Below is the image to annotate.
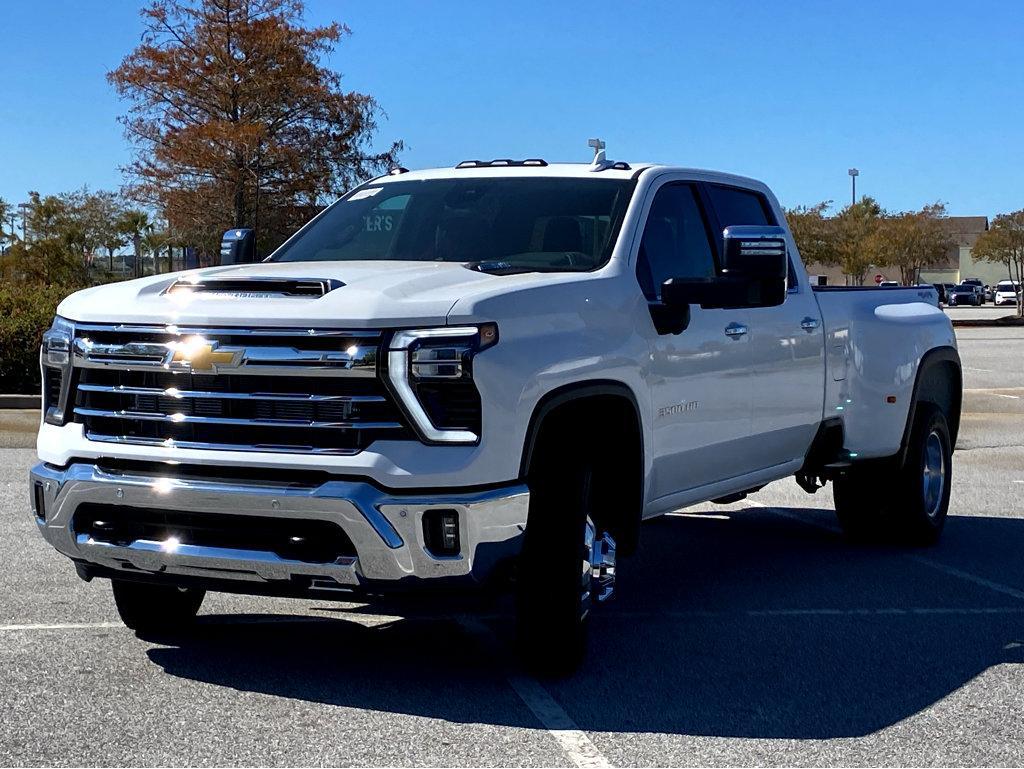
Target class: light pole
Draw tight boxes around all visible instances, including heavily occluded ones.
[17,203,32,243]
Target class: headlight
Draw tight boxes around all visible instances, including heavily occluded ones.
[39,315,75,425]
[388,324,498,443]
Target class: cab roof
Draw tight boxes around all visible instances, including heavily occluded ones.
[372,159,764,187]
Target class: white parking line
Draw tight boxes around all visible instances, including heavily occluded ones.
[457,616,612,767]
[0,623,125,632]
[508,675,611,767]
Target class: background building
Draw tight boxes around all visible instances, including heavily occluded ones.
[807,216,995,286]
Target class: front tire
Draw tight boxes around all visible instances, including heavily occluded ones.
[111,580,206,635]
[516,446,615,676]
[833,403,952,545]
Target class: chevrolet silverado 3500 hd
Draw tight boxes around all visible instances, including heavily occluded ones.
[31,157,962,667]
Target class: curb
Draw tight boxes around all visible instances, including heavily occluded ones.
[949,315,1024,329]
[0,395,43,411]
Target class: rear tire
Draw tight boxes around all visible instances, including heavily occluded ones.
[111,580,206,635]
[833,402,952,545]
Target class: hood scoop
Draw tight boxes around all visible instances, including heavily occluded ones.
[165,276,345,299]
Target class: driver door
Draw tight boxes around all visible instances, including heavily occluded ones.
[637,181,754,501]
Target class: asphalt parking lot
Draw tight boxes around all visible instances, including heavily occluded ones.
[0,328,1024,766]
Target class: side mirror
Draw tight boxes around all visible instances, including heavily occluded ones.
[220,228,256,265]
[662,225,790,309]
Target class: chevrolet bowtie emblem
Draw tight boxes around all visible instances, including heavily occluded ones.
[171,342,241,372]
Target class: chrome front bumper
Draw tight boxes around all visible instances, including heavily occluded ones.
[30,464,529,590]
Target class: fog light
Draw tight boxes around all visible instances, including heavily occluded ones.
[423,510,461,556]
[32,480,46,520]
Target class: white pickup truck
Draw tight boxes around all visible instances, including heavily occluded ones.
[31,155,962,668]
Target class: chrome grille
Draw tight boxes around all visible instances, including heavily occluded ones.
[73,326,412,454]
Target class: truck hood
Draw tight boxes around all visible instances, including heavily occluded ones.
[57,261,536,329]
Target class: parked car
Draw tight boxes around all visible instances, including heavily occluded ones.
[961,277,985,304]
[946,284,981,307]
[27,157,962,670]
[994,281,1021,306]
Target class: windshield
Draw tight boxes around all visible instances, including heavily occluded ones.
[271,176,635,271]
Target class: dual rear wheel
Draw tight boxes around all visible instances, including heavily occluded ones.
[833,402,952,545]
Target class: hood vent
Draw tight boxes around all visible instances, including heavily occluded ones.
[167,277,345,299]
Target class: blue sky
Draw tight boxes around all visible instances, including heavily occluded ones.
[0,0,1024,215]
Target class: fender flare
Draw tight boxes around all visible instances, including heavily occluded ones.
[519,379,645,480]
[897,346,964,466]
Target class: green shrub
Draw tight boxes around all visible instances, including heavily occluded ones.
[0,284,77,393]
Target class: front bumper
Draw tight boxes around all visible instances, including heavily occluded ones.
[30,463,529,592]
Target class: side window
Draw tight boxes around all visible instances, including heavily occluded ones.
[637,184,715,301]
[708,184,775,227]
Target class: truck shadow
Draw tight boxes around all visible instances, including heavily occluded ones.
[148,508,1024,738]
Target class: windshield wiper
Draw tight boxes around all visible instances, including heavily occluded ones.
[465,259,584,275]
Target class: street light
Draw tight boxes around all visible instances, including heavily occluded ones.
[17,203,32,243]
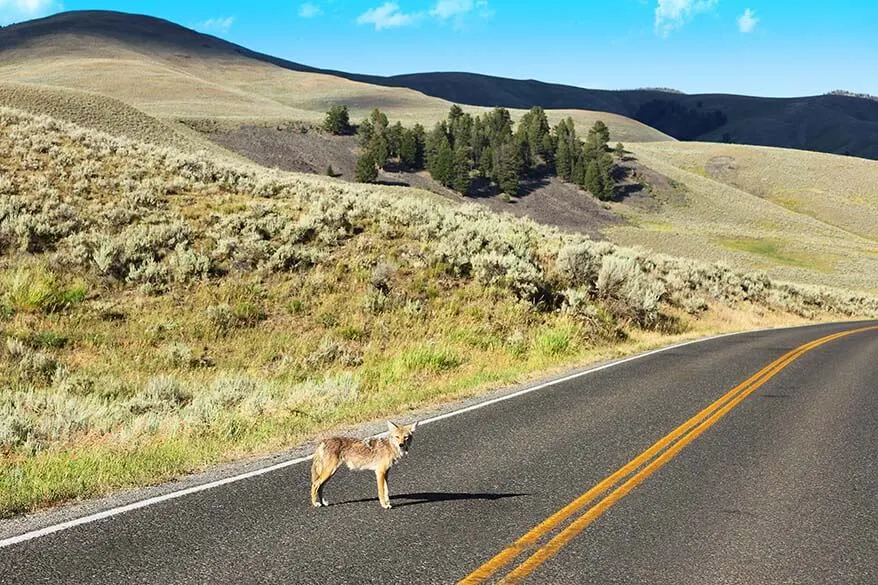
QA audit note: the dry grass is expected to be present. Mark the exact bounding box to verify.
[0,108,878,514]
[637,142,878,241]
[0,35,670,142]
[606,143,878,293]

+ + +

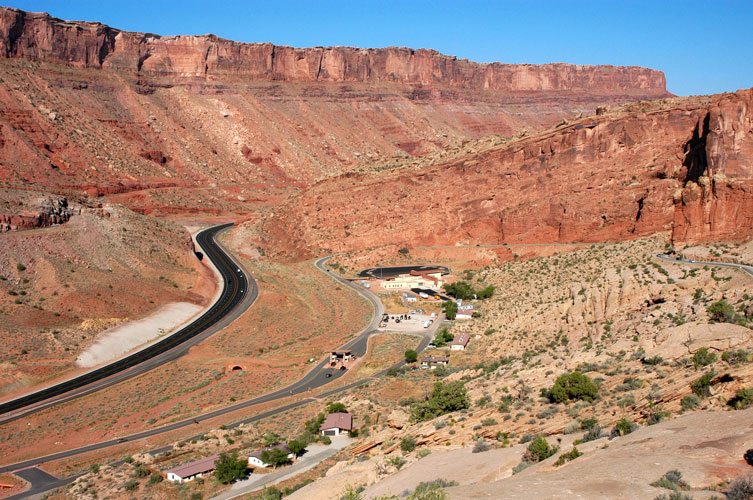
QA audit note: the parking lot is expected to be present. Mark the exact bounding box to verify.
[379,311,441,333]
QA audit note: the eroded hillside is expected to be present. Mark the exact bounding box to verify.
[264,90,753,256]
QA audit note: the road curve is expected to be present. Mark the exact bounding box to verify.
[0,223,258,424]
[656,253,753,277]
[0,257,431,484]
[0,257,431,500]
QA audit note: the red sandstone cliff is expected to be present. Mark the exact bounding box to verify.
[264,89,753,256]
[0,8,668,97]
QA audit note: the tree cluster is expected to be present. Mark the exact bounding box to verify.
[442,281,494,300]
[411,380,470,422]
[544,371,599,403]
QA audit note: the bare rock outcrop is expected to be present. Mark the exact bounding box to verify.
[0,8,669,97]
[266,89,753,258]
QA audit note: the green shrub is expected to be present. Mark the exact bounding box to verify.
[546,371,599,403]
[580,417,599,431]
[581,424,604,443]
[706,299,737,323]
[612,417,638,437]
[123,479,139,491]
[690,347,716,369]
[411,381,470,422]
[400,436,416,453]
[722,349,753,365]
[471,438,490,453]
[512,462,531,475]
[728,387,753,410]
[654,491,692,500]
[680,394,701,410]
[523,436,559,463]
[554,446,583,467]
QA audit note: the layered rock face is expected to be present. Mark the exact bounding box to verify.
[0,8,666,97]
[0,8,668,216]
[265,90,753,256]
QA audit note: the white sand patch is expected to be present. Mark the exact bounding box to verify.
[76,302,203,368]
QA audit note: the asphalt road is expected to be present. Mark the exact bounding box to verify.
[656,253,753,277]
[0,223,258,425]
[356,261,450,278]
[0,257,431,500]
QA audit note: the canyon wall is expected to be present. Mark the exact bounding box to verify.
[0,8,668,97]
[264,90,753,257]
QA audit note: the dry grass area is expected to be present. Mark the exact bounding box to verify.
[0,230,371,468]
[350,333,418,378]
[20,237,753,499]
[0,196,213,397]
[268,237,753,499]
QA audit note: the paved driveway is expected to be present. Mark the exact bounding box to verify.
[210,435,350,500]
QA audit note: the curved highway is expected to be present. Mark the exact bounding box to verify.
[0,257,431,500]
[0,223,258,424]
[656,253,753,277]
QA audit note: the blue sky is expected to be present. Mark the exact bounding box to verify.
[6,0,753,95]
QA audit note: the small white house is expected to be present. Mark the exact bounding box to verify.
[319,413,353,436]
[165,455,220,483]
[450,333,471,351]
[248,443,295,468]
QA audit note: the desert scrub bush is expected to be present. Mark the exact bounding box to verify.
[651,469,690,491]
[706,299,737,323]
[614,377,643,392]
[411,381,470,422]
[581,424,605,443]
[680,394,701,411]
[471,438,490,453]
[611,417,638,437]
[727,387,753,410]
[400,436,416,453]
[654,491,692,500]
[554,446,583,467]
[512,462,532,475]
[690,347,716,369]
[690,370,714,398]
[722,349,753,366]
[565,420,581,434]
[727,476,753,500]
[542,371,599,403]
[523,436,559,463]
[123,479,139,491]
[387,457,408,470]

+ + +

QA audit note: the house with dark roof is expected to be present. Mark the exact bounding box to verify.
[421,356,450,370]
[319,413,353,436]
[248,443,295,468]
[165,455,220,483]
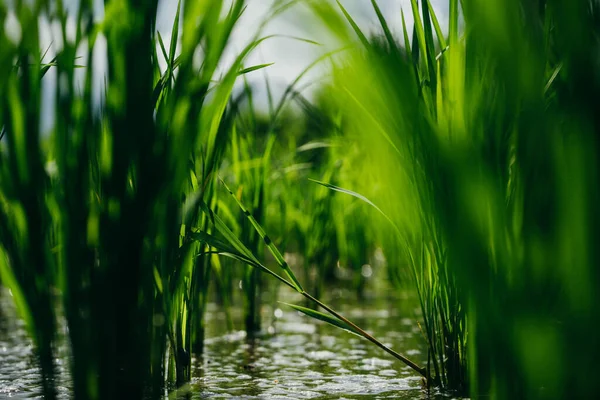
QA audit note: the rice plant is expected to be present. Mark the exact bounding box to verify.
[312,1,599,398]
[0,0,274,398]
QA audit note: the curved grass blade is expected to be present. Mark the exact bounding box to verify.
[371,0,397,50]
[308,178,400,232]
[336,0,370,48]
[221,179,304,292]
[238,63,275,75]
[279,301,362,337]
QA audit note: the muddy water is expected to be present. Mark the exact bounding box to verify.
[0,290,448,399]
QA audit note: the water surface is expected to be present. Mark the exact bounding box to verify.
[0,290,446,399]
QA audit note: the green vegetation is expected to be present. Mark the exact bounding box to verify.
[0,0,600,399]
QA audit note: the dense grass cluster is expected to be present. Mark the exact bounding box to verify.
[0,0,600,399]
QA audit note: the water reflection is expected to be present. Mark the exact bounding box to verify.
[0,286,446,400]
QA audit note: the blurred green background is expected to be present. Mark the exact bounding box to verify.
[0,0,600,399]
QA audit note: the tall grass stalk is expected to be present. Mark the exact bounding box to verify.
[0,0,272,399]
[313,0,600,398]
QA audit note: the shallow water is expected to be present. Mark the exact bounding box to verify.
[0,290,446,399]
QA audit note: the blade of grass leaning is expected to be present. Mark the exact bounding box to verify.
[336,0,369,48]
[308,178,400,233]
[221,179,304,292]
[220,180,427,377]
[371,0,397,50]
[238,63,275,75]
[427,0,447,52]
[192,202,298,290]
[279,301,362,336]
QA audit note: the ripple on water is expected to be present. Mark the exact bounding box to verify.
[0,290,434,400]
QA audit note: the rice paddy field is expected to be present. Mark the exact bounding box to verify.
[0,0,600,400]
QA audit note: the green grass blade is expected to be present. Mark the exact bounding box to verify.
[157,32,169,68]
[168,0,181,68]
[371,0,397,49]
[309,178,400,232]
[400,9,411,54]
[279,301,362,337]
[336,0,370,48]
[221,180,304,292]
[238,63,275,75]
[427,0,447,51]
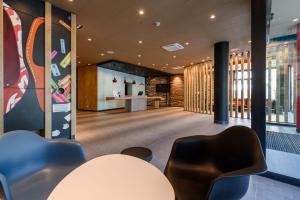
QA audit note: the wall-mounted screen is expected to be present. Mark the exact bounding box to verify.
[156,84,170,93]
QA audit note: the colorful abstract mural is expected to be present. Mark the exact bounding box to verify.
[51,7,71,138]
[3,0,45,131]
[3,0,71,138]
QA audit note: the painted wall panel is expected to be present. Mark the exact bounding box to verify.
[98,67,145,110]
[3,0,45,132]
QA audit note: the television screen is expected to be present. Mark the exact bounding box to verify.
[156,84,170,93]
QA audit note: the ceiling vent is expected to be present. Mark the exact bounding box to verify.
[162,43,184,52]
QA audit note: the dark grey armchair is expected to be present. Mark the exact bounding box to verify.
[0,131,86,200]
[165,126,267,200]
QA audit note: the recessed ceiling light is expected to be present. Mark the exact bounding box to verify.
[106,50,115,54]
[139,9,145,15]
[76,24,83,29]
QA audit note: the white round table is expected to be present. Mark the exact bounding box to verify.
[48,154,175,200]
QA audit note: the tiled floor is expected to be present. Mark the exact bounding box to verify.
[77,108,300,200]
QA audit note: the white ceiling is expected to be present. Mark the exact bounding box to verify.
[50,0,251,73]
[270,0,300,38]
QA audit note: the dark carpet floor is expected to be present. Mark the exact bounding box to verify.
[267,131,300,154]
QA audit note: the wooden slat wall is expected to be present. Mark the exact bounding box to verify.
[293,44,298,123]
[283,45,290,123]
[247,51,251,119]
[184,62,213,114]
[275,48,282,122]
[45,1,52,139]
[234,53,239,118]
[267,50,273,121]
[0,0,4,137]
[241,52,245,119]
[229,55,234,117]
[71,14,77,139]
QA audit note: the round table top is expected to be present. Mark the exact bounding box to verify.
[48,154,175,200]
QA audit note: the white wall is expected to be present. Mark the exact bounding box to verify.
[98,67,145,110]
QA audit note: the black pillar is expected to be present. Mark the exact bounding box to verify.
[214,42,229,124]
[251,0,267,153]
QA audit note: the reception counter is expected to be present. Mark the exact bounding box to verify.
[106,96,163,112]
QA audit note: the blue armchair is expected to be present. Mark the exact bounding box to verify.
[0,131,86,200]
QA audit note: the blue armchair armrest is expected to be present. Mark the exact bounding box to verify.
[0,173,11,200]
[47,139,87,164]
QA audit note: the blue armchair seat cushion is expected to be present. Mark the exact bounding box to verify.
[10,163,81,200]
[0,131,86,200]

+ + +

▶ Set problem
Recast everything from the line containing "QA audit note: the layered" down to the line containing "[387,457,408,470]" as a two-column CSV with the columns text and answer. Give one row for each line that begins "QA audit note," with the boxes listed under it as its answer, put each field in quotes, and replace line breaks with spaces.

▶ Correct answer
text,answer
"QA audit note: the layered rock face is expected to be present. Mark the exact bounding box to verify.","[0,8,666,97] [0,8,668,216] [265,90,753,256]"
"QA audit note: the white sand patch is expected to be present. Mark the exact bounding box to verify.","[76,302,203,368]"
"QA audit note: the asphalt road is expected to be present. Mark the exact bounding box to verify.","[656,253,753,277] [0,223,258,425] [356,261,450,278] [0,257,431,500]"
"QA audit note: the canyon wall is expected to be present. Mark the exact bounding box to verify.","[0,8,668,97] [264,90,753,257]"
"QA audit note: the dry grass area is expected to be present. Mark the exact bounding box to verify.","[0,230,371,468] [350,333,418,378] [20,237,753,499] [0,196,213,397] [268,237,753,499]"
"QA audit note: the paved driveway is expected to be present. Mark the exact bounding box to verify.","[210,435,350,500]"
"QA audit note: the curved highway is expected to be present. Mark the exact bounding box to verify.","[0,257,431,500] [0,223,258,424] [656,253,753,277]"
"QA audit note: the blue sky is expected to be present. Mark the exact bounding box to verify.","[6,0,753,95]"
"QA audit note: the small white house is expected to be present. Mark the exact bounding box to verify.","[319,413,353,436] [165,455,220,483] [450,333,471,351] [248,443,295,468]"
"QA audit note: the desert scrub bush is expected to be present. Mark the exact bounding box to verify.","[651,469,690,491] [706,299,737,323] [614,377,643,392] [411,381,470,422] [581,424,605,443] [680,394,701,411] [471,438,490,453] [611,417,638,437] [727,387,753,410] [400,436,416,453] [654,491,692,500] [554,446,583,467] [512,462,532,475] [690,347,716,369] [690,370,714,398] [722,349,753,366] [565,420,581,434] [727,476,753,500] [542,371,599,403] [523,436,559,463] [123,479,139,491] [387,457,408,470]"